## What is asked
Please update the material from the line with "[tag] hairy stem (a dot for each instance)" through the end of the material by putting "stalk" in place of "stem" and leaving everything else unchanged.

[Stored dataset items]
■ ■ ■
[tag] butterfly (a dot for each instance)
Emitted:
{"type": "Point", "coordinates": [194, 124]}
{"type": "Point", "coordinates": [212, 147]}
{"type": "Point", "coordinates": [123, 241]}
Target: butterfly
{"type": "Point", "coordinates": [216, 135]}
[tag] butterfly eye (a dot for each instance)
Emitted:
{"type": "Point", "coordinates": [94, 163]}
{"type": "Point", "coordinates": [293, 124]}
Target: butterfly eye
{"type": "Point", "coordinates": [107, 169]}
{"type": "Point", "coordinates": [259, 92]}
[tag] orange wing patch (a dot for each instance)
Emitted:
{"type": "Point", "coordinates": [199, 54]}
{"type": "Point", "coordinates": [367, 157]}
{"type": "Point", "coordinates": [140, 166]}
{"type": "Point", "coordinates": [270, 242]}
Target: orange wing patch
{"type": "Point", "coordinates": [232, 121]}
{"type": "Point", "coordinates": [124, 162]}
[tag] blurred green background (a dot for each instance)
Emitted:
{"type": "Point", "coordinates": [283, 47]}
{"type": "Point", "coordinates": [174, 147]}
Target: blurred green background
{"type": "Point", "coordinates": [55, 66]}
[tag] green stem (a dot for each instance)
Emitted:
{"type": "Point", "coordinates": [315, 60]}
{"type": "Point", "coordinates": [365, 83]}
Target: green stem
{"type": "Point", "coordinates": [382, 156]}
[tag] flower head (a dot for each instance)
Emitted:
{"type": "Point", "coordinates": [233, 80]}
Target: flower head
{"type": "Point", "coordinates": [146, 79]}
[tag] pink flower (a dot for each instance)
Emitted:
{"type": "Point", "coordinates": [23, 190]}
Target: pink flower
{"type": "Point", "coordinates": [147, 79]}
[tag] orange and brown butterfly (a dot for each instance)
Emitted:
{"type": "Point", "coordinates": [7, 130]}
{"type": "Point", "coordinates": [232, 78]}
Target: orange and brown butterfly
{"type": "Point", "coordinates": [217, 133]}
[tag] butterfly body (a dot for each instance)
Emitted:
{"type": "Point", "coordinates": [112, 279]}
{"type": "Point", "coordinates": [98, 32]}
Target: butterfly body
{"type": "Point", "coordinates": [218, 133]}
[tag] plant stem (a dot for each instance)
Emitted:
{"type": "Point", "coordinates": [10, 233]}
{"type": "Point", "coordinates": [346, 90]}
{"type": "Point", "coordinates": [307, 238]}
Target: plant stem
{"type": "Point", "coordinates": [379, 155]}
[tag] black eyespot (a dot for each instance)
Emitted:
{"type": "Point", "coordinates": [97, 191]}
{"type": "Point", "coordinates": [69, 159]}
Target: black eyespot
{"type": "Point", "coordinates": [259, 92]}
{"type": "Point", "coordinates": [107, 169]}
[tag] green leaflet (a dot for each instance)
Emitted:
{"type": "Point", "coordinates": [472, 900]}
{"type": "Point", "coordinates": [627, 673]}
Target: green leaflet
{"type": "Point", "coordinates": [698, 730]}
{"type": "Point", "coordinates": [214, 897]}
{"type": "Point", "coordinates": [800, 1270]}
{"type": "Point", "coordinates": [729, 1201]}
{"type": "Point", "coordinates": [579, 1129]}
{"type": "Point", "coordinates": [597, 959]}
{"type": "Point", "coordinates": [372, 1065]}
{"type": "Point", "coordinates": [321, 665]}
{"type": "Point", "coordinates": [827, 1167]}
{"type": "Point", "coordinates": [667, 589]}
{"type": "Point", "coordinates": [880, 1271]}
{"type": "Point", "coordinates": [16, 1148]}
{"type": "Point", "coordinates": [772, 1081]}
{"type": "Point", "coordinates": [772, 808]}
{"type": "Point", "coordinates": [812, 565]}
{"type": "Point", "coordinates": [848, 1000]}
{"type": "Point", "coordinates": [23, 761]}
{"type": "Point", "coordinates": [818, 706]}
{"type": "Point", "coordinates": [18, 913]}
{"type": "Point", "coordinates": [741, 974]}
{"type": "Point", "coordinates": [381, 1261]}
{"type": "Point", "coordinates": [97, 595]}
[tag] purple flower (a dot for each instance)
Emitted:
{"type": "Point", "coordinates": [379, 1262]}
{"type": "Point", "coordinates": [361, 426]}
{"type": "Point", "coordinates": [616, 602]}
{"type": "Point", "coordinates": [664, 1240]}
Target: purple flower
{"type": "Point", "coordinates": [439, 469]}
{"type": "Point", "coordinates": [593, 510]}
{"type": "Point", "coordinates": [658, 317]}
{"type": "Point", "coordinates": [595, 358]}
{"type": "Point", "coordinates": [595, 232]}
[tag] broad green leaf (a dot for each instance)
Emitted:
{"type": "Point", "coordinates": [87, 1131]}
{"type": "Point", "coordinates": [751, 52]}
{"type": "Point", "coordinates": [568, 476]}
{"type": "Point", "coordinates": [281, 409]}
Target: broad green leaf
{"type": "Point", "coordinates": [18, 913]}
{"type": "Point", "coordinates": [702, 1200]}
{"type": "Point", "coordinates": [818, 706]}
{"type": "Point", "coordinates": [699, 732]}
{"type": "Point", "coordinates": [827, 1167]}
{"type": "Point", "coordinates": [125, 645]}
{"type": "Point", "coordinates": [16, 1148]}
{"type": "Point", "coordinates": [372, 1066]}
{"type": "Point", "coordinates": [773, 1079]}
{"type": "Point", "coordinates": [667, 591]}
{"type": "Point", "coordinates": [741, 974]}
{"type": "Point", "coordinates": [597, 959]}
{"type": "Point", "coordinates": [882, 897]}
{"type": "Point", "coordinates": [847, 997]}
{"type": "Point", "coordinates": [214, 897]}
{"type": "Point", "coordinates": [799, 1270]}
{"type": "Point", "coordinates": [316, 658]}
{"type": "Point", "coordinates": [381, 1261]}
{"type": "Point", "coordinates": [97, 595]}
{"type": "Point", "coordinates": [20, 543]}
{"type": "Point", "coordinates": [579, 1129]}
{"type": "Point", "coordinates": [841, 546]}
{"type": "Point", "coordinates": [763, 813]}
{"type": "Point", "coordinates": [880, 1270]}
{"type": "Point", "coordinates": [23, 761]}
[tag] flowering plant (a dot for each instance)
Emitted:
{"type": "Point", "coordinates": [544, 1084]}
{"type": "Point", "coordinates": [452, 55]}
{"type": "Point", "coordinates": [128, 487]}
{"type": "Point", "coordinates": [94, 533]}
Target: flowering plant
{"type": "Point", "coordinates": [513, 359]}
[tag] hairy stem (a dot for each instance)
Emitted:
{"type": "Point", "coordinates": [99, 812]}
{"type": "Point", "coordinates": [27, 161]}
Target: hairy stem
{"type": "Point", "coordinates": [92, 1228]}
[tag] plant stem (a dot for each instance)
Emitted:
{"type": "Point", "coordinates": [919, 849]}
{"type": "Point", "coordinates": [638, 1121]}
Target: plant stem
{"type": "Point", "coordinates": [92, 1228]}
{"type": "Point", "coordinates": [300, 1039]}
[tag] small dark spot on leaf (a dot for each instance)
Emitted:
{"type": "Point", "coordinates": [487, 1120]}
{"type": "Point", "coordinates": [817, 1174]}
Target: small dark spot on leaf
■ ■ ■
## Worked solution
[tag] hairy stalk (a dot for each instance)
Emitted:
{"type": "Point", "coordinates": [99, 812]}
{"type": "Point", "coordinates": [27, 161]}
Target: hairy stalk
{"type": "Point", "coordinates": [92, 1228]}
[tag] plant stalk (a dot for each instance)
Emitted:
{"type": "Point", "coordinates": [919, 849]}
{"type": "Point", "coordinates": [638, 1121]}
Target: plant stalk
{"type": "Point", "coordinates": [92, 1228]}
{"type": "Point", "coordinates": [300, 1039]}
[tag] small dark spot on leaf (a dot for each instance)
Emitted:
{"type": "Point", "coordinates": [487, 1120]}
{"type": "Point", "coordinates": [817, 1174]}
Target: small dark spot on leaf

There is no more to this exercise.